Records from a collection
-=-=-=-=-

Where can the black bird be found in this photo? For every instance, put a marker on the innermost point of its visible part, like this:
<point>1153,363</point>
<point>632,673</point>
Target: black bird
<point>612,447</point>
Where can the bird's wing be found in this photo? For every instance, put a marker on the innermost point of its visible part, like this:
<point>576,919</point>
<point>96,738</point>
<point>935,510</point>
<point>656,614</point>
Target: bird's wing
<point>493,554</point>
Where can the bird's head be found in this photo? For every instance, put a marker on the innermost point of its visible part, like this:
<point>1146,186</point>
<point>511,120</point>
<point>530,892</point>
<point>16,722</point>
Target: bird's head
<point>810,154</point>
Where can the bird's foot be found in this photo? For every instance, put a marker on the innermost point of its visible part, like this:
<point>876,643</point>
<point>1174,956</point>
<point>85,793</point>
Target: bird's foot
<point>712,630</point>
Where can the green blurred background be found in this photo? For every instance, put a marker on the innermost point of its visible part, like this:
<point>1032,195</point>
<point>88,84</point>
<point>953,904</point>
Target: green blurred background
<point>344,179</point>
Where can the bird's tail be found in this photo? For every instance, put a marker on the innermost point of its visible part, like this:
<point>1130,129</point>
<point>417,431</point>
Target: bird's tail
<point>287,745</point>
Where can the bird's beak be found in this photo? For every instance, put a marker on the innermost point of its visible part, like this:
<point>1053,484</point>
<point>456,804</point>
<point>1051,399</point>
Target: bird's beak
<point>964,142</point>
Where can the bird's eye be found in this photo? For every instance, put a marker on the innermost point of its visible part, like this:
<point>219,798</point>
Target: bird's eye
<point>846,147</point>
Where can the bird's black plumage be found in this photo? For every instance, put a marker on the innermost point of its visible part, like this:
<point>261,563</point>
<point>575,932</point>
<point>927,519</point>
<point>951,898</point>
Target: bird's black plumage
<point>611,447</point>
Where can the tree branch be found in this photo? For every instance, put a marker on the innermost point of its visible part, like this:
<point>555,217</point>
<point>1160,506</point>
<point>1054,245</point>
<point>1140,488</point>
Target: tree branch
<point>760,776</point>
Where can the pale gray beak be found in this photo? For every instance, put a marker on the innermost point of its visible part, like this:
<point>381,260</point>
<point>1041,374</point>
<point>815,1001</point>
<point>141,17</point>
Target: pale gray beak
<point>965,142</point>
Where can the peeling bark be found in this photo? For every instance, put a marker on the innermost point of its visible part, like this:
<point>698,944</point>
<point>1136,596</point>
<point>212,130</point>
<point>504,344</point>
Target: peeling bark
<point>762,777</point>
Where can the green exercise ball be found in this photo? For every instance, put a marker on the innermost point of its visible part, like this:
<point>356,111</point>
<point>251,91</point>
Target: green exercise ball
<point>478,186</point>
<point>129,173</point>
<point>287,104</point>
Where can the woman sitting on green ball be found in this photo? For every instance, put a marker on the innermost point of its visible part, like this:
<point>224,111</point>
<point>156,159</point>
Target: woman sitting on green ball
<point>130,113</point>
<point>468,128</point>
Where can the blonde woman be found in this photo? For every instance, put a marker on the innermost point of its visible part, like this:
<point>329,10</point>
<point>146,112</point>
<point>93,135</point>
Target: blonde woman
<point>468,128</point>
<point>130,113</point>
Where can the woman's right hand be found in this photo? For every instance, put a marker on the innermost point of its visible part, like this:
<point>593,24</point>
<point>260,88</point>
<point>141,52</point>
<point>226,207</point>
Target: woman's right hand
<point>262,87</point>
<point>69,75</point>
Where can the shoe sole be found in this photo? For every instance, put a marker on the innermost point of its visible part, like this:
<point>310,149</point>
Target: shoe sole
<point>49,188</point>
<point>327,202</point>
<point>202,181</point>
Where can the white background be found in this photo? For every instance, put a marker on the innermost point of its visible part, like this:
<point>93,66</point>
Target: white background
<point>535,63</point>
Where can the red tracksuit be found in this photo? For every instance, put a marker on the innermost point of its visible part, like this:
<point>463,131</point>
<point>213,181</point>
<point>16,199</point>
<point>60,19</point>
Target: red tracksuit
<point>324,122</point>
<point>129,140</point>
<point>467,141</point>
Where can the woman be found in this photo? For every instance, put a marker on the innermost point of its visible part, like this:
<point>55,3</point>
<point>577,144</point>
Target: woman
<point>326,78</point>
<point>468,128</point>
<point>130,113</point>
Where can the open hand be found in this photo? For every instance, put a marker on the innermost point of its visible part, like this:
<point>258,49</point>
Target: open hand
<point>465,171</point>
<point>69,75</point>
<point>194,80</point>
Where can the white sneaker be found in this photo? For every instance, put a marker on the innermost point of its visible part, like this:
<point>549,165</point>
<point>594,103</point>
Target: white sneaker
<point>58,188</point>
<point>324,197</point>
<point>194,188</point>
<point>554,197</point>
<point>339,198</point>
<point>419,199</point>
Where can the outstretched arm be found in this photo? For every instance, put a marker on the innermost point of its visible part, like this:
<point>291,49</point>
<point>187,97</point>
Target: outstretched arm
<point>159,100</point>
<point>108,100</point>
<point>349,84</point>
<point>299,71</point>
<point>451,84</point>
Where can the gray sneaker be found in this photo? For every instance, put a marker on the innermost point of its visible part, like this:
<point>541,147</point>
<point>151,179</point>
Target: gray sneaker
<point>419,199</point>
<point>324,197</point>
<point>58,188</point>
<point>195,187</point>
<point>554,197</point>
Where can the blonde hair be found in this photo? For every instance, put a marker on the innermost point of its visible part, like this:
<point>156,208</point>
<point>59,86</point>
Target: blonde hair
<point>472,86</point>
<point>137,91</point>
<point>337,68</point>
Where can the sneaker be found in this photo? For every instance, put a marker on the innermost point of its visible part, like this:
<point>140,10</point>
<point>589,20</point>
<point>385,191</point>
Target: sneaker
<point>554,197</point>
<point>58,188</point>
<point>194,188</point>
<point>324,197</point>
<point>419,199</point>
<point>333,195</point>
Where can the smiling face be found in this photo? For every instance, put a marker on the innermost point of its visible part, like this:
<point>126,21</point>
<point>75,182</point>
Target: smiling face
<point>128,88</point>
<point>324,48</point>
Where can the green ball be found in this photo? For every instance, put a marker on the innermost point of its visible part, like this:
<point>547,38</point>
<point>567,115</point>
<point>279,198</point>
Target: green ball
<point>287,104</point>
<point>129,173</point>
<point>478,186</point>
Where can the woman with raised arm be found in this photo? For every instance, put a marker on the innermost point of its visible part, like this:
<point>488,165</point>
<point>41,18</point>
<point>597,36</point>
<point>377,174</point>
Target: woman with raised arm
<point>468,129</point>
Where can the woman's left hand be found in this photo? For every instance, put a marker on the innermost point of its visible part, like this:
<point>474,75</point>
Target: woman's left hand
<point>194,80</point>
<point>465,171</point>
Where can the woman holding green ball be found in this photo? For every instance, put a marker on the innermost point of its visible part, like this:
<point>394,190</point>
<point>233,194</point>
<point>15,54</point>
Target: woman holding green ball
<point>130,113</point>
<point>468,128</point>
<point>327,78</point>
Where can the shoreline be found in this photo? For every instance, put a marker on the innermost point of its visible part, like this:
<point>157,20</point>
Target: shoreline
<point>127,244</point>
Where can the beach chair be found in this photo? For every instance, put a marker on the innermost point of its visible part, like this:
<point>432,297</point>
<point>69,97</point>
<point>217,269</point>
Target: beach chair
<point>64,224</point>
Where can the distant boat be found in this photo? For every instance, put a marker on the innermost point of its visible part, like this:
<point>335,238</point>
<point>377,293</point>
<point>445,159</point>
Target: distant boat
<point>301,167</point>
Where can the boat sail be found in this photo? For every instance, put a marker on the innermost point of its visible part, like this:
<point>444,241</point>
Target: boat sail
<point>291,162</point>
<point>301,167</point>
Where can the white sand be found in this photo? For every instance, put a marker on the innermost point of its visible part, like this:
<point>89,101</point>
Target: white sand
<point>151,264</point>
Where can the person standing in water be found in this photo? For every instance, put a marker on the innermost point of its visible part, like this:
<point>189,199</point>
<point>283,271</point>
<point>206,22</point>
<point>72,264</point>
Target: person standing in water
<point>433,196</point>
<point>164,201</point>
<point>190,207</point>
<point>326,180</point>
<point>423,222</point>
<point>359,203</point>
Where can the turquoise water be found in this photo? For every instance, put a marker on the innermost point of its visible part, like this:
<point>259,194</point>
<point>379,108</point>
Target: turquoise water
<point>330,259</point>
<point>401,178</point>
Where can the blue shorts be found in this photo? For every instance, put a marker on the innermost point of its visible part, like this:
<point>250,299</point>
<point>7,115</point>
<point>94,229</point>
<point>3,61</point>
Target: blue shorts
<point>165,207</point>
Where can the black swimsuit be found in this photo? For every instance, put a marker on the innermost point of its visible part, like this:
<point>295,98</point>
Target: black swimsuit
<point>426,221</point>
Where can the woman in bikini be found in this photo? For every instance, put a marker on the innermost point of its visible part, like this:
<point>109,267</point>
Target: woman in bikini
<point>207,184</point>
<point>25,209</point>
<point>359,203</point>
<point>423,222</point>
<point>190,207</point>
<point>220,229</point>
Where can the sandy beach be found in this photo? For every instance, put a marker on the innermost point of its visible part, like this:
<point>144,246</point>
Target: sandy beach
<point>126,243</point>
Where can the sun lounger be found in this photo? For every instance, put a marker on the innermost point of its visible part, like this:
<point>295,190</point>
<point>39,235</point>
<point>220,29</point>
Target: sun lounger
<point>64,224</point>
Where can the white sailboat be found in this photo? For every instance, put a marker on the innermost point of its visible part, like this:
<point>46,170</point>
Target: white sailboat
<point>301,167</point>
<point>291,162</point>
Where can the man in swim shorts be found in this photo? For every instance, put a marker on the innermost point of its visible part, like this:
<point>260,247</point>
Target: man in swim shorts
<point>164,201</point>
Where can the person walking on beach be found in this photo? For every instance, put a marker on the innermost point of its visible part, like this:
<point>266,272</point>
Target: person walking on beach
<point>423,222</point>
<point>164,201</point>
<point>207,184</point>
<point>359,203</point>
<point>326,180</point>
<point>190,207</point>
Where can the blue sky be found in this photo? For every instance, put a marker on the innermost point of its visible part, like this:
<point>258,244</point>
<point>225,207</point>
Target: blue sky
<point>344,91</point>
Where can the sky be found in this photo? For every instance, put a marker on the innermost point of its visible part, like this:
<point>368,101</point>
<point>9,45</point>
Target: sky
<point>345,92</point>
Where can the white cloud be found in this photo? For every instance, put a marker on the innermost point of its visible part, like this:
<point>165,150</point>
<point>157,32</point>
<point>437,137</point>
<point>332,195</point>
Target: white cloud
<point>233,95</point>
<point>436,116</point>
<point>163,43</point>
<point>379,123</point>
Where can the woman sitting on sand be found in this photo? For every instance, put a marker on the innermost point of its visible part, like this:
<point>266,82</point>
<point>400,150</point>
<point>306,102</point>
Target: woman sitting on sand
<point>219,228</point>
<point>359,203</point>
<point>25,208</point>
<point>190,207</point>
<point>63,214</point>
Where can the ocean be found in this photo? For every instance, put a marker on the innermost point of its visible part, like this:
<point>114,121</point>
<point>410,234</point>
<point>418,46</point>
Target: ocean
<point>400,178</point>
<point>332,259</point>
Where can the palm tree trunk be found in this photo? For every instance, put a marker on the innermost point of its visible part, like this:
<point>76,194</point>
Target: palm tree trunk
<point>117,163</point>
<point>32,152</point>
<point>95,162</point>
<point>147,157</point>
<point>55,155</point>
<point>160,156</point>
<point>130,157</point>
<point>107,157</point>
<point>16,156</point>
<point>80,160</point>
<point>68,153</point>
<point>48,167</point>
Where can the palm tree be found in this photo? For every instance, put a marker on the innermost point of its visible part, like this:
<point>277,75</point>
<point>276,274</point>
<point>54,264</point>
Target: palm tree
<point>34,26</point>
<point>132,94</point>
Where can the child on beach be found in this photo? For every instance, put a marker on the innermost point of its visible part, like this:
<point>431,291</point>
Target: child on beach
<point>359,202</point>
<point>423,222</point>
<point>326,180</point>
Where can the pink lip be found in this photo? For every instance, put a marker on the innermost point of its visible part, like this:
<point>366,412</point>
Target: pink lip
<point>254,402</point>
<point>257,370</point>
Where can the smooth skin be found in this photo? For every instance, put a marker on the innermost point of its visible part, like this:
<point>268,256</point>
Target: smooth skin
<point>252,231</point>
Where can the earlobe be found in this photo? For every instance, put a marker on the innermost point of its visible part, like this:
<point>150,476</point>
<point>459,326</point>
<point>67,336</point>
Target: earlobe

-=-=-=-=-

WORK TO BE COMPLETED: Copy out each line of the data above, exactly, if it lies between the line holding "Target: woman sitting on green ball" and the line holding "<point>594,103</point>", inclusive; copy no other line.

THE COMPLETED TASK:
Target: woman sitting on green ball
<point>130,113</point>
<point>468,128</point>
Where can the blonde woman be found in this photo? For every instance, put a marker on the innermost point of its visible part, like this:
<point>329,10</point>
<point>146,112</point>
<point>93,135</point>
Target: blonde woman
<point>468,128</point>
<point>130,113</point>
Where can the woman's right hand be found in this photo? For every instance, put a marker on the innermost point of its visible part, like this:
<point>593,24</point>
<point>260,88</point>
<point>141,52</point>
<point>226,207</point>
Target: woman's right hand
<point>262,87</point>
<point>69,75</point>
Where can the shoe sole be found in this photo? For every instance, put a marker on the innermost point of its visible part, like this:
<point>310,149</point>
Target: shoe sole
<point>49,188</point>
<point>327,202</point>
<point>202,181</point>
Where can the white background be found in this photo? For every instance, put a marker on the innermost point of its visible part, like this:
<point>93,66</point>
Target: white background
<point>535,63</point>
Where can the red tracksuit be found in this photo? For every instance, put a marker on the innermost point of its visible part, like this:
<point>463,131</point>
<point>213,181</point>
<point>16,199</point>
<point>60,19</point>
Target: red tracksuit
<point>324,122</point>
<point>129,140</point>
<point>467,141</point>
Where can the woman be found in this photo? For every instance, put a marker on the innermost point of its visible part, like this:
<point>55,3</point>
<point>577,144</point>
Target: woman
<point>326,78</point>
<point>468,128</point>
<point>130,113</point>
Where can the open hand be found in this photo? For every instance, put a marker on the innermost point of its visible part, like this:
<point>258,49</point>
Target: open hand
<point>465,171</point>
<point>69,75</point>
<point>194,80</point>
Where can the white sneaker be found in this photo? For every instance, put a marker on the innermost point of its visible part, like this:
<point>549,165</point>
<point>594,103</point>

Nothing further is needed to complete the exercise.